Working data:
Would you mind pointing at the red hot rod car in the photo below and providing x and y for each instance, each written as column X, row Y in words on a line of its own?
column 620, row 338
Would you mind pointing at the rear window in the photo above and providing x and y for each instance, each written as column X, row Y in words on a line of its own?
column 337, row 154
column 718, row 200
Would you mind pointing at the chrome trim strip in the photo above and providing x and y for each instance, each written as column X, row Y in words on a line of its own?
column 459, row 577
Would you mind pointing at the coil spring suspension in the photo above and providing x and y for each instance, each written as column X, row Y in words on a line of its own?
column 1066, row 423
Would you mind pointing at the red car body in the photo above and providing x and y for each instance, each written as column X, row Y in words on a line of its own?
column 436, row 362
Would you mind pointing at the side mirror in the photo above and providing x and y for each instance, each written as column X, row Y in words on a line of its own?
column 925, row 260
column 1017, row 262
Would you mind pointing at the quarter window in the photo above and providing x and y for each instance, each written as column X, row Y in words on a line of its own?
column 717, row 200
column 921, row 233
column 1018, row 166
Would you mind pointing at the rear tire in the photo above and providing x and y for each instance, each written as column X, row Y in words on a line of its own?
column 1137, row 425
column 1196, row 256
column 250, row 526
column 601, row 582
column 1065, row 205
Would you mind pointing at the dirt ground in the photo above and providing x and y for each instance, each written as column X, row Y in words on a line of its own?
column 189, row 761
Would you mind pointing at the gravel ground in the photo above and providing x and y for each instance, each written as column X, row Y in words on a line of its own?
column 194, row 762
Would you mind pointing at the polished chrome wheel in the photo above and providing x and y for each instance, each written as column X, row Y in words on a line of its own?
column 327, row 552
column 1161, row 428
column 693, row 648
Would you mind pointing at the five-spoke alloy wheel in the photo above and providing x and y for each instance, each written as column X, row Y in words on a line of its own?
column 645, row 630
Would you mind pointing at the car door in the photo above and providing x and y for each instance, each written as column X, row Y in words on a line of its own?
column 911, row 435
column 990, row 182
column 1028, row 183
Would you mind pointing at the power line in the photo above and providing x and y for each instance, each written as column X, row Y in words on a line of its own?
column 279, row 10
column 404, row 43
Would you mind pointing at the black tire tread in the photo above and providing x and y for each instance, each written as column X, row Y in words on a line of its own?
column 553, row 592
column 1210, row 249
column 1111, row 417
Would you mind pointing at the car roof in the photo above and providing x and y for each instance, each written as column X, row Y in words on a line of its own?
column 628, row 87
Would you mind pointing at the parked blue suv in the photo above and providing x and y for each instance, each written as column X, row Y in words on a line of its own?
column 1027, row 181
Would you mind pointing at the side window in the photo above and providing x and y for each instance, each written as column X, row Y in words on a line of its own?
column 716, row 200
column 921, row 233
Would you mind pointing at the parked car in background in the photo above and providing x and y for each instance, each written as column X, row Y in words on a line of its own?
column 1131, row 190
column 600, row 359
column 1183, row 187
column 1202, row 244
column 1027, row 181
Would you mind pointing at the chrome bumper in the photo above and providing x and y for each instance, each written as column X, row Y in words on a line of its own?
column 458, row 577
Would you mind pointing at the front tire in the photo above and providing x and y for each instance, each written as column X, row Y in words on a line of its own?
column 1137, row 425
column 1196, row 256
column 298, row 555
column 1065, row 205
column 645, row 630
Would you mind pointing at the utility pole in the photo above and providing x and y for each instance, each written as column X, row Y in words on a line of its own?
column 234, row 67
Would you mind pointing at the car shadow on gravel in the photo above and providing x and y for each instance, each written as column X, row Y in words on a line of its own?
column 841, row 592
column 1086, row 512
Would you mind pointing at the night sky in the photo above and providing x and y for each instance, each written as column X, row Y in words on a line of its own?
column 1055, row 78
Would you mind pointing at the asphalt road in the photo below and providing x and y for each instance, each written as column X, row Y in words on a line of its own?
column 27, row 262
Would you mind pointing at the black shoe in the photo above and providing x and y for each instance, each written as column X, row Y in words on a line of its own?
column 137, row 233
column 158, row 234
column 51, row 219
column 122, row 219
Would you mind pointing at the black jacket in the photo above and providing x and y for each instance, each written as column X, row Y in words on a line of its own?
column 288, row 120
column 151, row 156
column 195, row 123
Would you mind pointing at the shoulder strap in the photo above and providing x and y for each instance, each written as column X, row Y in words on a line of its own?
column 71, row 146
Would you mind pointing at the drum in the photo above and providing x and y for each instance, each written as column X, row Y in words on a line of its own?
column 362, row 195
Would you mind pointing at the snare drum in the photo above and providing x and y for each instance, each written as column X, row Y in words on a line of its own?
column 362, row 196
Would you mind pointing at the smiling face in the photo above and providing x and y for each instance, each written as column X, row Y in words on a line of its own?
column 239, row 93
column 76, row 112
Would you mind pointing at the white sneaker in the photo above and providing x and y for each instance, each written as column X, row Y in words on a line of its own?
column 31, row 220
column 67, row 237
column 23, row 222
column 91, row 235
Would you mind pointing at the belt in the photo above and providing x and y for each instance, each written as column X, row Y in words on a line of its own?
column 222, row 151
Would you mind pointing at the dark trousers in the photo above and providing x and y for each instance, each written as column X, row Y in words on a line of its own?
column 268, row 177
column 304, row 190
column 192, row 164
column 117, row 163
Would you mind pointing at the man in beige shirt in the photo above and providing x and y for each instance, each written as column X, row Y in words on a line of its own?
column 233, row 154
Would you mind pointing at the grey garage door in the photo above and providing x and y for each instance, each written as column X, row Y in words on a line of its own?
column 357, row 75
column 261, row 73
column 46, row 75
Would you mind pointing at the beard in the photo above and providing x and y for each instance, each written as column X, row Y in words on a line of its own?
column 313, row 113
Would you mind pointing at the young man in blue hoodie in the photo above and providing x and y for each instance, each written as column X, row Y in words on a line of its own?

Instructions for the task:
Go through the records above and set each one down exactly, please.

Exercise output:
Would you mind pointing at the red hot rod car in the photo below and providing x and y for each instance, each written as column X, row Y in words on a line of its own?
column 620, row 338
Would you mind pointing at the rear window in the photo above and providing x and y for each instance, each written as column X, row Y in words on a line of its own?
column 337, row 154
column 718, row 200
Would you mind pointing at the chrome trim strip in the photo above and providing x and y for each instance, each written as column X, row Y in words on a line of its own?
column 459, row 577
Would you mind pointing at the coil spring suspension in the photo above and providing x and y for each instance, each written as column X, row Y in words on a line of its own?
column 1066, row 423
Would you mind pointing at the red car body in the photo above and providing x and y for each instance, each written as column X, row Y in words on a line of its own?
column 436, row 362
Would you mind pointing at the side mirror in the photo above and providing x and y for each instance, each written as column X, row Y in words on a line of its own?
column 925, row 260
column 1017, row 262
Would you mind pointing at the quarter window in the photo above and providing x and y for each instance, each written as column X, row Y in words on a line of its own?
column 717, row 200
column 921, row 233
column 1018, row 166
Would you mind pointing at the rear tire in the photo above and providing x and y for each instance, each written as column X, row Y in words on a line of its own?
column 1137, row 425
column 1196, row 256
column 250, row 526
column 601, row 582
column 1065, row 205
Would you mind pointing at the dirt ground in the photo above and providing x and y for each instance, each written as column X, row Y in words on a line of its own?
column 189, row 761
Would you mind pointing at the gravel ground in the photo above and providing x and y for each instance, each written as column X, row Y in words on a line of its own?
column 194, row 762
Would you mind pointing at the polished chrome wheel in the photo above and providing x and y for each instance, each written as column X, row Y in words on a line of its own?
column 327, row 552
column 1161, row 428
column 693, row 648
Would you mind pointing at the five-spoke alloy wheel in the photo above and providing x and y for each instance, each written as column X, row Y in words on a line of its own?
column 645, row 630
Would you mind pointing at the car door in the photo above and providing x and y for each instance, each written as column X, row Y in words on a line of its own?
column 911, row 435
column 990, row 182
column 1028, row 183
Would you mind pointing at the power line in the photo above and providing x and y for each instance, each written as column X, row Y in words on a line of its own?
column 279, row 10
column 404, row 43
Would you mind pointing at the black tire tread in the photo above and providing x and y for each instance, each written as column X, row Y in words on a line of its own?
column 553, row 592
column 1210, row 249
column 1111, row 417
Would you mind pointing at the car roof in the photo above and providing x and y for each instance, each written as column X, row Y in words on a line of its own?
column 628, row 87
Would you mind pointing at the parked blue suv in the photo above and providing x and y for each instance, each written as column X, row Y in words on a line of its own?
column 1027, row 181
Would you mind pointing at the side window in the photo above and providing x and y for each instance, each written as column X, row Y in words on a line of its own?
column 716, row 200
column 921, row 233
Would you mind pointing at the parked car in background in the photo above and providing x and y for each instance, each written as column X, row Y in words on a line of its own?
column 1131, row 190
column 600, row 359
column 1183, row 187
column 1202, row 244
column 1027, row 181
Would you mind pointing at the chrome bumper in the photo above and providing x and y for each instance, each written as column X, row Y in words on a line of its own?
column 458, row 577
Would you mind pointing at the front tire in the photo above and providing x and y for each instance, each written as column X, row Y in words on a line of its own?
column 1137, row 425
column 1196, row 256
column 298, row 555
column 1065, row 205
column 645, row 630
Would you mind pointing at the utility pole in the photo above and providing x and y for each instance, each written as column X, row Y in words on a line of its own?
column 234, row 67
Would you mind pointing at the car shadow on gravel in the photo above and providing x and y for each instance, each written as column X, row Y in words on a line of its own?
column 841, row 592
column 1086, row 512
Would you mind pointing at the night sky in the photo above and providing x and y for each instance, each written as column X, row Y in words on a line of its own?
column 1055, row 78
Would you mind pointing at the asphalt road in the photo below and providing x and y for each instance, each written as column X, row Y in words on a line of its own?
column 27, row 262
Would you mind pointing at the black shoe in the photo above and providing x and y for each instance, each written as column X, row Y in words on a line of its own?
column 137, row 233
column 158, row 234
column 51, row 219
column 122, row 219
Would you mind pointing at the black jacket in the photo above and providing x and y for each instance, each written as column X, row Y in words on a line of its own?
column 288, row 120
column 151, row 156
column 195, row 123
Would you mind pointing at the shoulder strap in the photo above and providing x and y for each instance, each written as column X, row Y in words on a line of its own?
column 71, row 146
Would you mind pointing at the drum in the photo above and providing x and y for each instance, each written as column X, row Y in words on a line of its own?
column 362, row 195
Would you mind pointing at the snare drum in the photo above and providing x and y for each instance, each written as column X, row Y in words on a line of its own?
column 362, row 196
Would you mind pointing at the smiling face in the photo above and providing x and y for each instance, each written as column X, row Y in words on a line of its own?
column 239, row 93
column 76, row 112
Would you mind pointing at the white sneaker in the photo above and providing x and y for each instance, each written as column X, row Y in words on a line of its own?
column 31, row 220
column 67, row 237
column 23, row 222
column 91, row 235
Would you mind pointing at the belt in the photo above and providing x and y for each instance, each written as column X, row Y in words on a line of its own?
column 222, row 151
Would you mind pointing at the dark trousers in the photo above and providing x and y for each instance, each written as column X, row Y in words on a line of its own?
column 268, row 177
column 304, row 190
column 192, row 164
column 117, row 163
Would you mind pointing at the man in beige shirt in the photo above and providing x and y for each instance, each written as column X, row Y in words on a line of its own?
column 233, row 154
Would you mind pointing at the grey garage door in the photo above and providing x and y for each instance, each written as column X, row Y in words on a line of its own?
column 357, row 75
column 261, row 73
column 46, row 75
Would you mind pointing at the beard in the photo above and providing x and y for each instance, each written as column X, row Y in words on a line of its own?
column 313, row 113
Would you mind pointing at the young man in blue hoodie in the photo above and providing x and y for each instance, each written as column X, row Y in words on a line of its own?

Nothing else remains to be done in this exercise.